Die ersten Monate des Jahres 2008 haben die grundsätzlichen Tendenzen bestätigt, über die
ich in den vorigen Berichten geschrieben habe. Ein Zeitraum von qualitativen Veränderungen für
unsere Region, an denen deutlich die Konsolidierung und Verbreiterung der Integration abzulesen sind, der
Einheit und der Kooperation zwischen den Ländern, insbesondere der Mitglieder des ALBA (Alternativa
Bolivariana para las Américas).
Der Wahlsieg des Geistlichen Fernando Lugo in Paraguay (dem die Kirchenhierarchie verboten hat,
Gottesdienste zu halten) setzt 60 Jahren der Vorherrschaft der Partído Colorado – einer Partei, die die
verlängerte Diktatur von Alfredo Stroessner unterstützt hat – ein Ende. Sein Programm der
sozialen Gerechtigkeit, von einer breiten sozialen und politischen Allianz unterstützt, ist ein neues
Element, das diese Tendenz verstärkt.

■ Bereitgestellte Zeilen
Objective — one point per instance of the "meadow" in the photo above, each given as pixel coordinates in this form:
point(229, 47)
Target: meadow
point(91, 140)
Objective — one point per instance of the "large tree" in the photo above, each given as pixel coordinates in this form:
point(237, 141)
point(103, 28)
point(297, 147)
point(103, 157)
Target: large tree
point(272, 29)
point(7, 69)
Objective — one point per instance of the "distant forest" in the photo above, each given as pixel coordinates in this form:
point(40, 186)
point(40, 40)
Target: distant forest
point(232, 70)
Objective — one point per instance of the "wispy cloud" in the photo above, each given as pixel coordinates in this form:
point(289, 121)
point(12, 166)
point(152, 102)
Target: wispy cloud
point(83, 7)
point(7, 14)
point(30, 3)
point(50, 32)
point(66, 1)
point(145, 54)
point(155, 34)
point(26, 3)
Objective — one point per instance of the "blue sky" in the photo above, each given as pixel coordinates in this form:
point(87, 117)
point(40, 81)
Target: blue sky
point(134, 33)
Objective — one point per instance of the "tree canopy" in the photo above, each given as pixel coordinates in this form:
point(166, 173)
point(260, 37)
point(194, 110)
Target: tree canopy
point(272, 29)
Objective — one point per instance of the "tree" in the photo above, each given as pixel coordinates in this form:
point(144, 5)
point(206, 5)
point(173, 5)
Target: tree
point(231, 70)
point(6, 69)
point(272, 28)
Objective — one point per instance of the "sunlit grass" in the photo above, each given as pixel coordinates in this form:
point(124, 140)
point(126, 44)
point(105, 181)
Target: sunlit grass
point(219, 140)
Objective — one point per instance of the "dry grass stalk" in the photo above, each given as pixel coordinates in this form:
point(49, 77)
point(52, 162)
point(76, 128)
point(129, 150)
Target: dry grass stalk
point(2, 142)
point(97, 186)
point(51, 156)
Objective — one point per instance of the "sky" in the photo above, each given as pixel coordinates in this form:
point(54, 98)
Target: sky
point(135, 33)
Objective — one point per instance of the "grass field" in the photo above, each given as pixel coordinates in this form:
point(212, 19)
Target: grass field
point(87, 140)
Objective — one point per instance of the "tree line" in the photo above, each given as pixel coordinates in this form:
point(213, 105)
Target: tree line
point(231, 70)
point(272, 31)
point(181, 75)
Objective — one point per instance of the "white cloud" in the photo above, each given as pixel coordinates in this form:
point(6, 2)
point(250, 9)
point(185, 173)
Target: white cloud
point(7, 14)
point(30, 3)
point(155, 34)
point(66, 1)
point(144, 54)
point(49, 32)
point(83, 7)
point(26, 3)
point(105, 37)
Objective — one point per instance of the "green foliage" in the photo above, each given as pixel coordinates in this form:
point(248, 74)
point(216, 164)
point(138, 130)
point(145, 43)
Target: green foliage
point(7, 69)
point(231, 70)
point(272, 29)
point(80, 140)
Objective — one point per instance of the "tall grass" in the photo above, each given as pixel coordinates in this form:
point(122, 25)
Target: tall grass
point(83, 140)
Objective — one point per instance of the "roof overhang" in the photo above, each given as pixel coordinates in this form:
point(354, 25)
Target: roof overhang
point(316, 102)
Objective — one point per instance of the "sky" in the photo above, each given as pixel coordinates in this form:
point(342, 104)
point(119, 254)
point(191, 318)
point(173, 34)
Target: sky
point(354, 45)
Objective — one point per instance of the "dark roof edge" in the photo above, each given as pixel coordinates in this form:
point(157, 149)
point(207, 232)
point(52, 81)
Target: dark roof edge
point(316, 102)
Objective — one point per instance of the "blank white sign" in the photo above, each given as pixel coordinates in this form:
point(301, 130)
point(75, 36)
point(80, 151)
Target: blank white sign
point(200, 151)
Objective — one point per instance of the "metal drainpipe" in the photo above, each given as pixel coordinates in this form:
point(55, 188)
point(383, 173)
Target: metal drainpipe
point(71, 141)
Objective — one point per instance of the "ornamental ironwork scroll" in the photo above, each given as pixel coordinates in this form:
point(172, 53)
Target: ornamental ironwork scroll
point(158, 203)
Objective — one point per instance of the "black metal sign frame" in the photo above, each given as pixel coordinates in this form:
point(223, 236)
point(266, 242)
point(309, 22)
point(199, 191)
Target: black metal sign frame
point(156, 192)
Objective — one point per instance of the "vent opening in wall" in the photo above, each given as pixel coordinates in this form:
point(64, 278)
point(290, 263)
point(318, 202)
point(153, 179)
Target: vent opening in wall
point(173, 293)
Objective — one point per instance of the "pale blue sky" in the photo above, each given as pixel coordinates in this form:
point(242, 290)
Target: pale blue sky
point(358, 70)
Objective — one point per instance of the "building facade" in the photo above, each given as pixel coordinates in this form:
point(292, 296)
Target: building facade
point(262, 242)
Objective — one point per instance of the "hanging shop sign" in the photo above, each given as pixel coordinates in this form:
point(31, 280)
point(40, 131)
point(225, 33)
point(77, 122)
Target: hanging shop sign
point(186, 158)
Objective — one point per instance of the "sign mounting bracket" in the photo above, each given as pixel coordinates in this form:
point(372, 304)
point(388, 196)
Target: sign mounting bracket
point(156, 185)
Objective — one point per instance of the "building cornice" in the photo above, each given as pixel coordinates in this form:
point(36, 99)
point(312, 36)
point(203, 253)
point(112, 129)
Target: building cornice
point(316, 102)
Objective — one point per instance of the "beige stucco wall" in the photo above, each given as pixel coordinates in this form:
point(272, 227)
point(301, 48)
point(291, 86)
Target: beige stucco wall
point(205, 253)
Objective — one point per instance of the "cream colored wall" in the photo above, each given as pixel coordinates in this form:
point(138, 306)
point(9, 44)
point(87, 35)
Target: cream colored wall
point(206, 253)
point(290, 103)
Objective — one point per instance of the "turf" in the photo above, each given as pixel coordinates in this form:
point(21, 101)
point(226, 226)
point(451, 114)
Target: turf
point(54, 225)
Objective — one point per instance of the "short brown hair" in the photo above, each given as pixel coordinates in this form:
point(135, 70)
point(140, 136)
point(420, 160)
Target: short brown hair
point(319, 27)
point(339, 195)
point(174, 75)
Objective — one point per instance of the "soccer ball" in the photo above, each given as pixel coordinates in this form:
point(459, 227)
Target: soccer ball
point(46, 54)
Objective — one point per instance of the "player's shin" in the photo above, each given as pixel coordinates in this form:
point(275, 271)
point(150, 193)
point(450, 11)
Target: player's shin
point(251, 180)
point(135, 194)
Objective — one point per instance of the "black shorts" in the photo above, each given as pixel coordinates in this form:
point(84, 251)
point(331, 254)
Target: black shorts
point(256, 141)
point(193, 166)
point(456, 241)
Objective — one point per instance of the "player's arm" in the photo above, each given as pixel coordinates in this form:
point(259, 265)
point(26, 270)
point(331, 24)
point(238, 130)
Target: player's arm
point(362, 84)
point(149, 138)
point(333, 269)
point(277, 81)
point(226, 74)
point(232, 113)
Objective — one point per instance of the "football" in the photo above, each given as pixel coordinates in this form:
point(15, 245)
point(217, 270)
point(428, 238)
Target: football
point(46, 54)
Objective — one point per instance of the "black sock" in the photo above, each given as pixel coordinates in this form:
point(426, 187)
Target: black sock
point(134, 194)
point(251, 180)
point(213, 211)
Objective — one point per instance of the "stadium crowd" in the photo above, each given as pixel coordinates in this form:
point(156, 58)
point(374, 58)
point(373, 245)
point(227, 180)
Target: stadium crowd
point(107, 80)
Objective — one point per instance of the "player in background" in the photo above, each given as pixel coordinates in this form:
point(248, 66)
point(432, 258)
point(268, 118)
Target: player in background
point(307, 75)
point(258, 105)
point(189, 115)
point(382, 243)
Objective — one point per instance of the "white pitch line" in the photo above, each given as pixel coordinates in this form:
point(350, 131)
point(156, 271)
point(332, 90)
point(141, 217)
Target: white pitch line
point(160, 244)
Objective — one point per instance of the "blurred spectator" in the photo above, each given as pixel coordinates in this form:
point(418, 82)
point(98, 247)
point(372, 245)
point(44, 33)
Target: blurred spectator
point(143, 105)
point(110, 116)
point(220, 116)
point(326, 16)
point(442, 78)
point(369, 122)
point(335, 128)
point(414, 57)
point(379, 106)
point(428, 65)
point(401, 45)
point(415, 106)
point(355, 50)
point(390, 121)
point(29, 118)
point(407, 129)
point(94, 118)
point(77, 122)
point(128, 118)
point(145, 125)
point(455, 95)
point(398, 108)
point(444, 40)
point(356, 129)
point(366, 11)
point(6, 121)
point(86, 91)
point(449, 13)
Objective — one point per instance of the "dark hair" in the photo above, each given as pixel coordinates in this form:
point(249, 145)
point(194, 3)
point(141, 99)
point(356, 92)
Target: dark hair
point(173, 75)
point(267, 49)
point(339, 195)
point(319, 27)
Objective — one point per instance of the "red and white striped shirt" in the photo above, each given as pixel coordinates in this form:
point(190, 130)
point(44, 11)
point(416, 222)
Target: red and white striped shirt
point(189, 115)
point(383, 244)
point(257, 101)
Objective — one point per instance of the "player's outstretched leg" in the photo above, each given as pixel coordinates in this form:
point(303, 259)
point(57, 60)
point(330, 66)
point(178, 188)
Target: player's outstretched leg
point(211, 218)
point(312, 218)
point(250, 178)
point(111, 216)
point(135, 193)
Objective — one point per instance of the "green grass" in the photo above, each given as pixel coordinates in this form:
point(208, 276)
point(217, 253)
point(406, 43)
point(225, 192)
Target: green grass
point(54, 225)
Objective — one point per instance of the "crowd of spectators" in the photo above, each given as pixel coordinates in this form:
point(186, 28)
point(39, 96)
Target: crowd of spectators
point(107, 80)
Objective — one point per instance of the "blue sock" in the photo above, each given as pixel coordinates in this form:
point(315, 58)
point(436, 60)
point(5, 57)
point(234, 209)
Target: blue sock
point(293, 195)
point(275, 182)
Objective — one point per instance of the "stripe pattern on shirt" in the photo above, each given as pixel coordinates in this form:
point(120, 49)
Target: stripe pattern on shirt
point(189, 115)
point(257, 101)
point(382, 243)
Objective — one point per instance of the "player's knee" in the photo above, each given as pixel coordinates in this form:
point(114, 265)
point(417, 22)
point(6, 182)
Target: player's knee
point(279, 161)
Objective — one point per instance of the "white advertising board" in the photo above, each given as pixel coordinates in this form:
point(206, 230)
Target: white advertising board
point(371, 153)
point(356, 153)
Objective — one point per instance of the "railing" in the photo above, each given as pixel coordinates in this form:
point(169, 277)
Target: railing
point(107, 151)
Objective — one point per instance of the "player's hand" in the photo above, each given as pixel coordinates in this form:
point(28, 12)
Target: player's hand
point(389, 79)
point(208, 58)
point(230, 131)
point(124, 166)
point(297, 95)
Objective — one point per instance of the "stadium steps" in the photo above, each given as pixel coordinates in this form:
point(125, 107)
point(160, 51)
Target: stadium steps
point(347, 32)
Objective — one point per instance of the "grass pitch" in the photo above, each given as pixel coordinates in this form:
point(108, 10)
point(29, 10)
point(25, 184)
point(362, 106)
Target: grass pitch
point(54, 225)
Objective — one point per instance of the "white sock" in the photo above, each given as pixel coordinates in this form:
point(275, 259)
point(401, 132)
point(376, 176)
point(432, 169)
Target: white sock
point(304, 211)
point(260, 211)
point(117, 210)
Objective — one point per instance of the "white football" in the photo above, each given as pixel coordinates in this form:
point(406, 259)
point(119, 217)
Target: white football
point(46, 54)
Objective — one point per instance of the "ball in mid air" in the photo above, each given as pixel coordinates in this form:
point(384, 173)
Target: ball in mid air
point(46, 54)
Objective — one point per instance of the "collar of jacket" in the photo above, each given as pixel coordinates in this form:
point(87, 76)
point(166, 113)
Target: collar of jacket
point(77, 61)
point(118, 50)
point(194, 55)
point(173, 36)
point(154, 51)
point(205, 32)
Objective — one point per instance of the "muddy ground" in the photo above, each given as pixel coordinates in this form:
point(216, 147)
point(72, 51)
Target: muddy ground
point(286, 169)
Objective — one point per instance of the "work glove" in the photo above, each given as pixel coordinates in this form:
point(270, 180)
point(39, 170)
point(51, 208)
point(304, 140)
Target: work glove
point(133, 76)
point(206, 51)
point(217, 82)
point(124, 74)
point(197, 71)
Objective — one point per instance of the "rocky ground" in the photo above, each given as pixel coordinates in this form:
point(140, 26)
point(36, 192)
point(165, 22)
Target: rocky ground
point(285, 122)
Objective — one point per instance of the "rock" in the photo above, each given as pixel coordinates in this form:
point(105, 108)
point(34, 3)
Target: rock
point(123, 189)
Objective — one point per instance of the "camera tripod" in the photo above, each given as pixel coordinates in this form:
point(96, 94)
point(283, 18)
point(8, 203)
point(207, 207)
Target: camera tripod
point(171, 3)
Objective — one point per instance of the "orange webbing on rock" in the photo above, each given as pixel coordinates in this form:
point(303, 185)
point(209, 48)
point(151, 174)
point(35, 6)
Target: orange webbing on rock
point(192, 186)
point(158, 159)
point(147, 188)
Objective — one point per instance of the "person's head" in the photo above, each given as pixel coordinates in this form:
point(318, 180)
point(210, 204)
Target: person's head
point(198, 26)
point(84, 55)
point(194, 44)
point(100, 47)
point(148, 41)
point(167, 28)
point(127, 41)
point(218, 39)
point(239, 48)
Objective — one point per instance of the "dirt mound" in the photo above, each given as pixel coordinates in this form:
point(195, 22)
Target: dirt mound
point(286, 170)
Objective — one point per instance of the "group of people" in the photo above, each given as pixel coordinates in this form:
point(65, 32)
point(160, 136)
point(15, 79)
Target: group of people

■ Aufgabe 1
Gib den Absatz im Auszug, der mit „Der Wahlsieg des Geistlichen Fernando Lugo“ beginnt, kürzer wieder und behalte dabei seine wesentlichen Fakten bei.
■ Aufgabe 2
Ersetze in den bereitgestellten Zeilen „large tree“ durch „big tree“ und lass alles andere unverändert. Beginne mit der ersten dieser Zeilen, höre nach der Zeile mit „point(232, 70)“ auf und gib nur diesen Abschnitt aus.
Der Auszug und die Zeilen stammen aus verschiedenen Quellen.

■ Antwort 1
Fernando Lugos Wahlsieg in Paraguay beendet 60 Jahre Vorherrschaft der Partído Colorado, die Alfredo Stroessners lange Diktatur unterstützt hat. Die Kirchenhierarchie hat dem Geistlichen verboten, Gottesdienste zu halten. Sein Programm der sozialen Gerechtigkeit wird von einer breiten sozialen und politischen Allianz getragen und verstärkt diese Tendenz.

■ Antwort 2
Objective — one point per instance of the "meadow" in the photo above, each given as pixel coordinates in this form:
point(229, 47)
Target: meadow
point(91, 140)
Objective — one point per instance of the "big tree" in the photo above, each given as pixel coordinates in this form:
point(237, 141)
point(103, 28)
point(297, 147)
point(103, 157)
Target: big tree
point(272, 29)
point(7, 69)
Objective — one point per instance of the "distant forest" in the photo above, each given as pixel coordinates in this form:
point(40, 186)
point(40, 40)
Target: distant forest
point(232, 70)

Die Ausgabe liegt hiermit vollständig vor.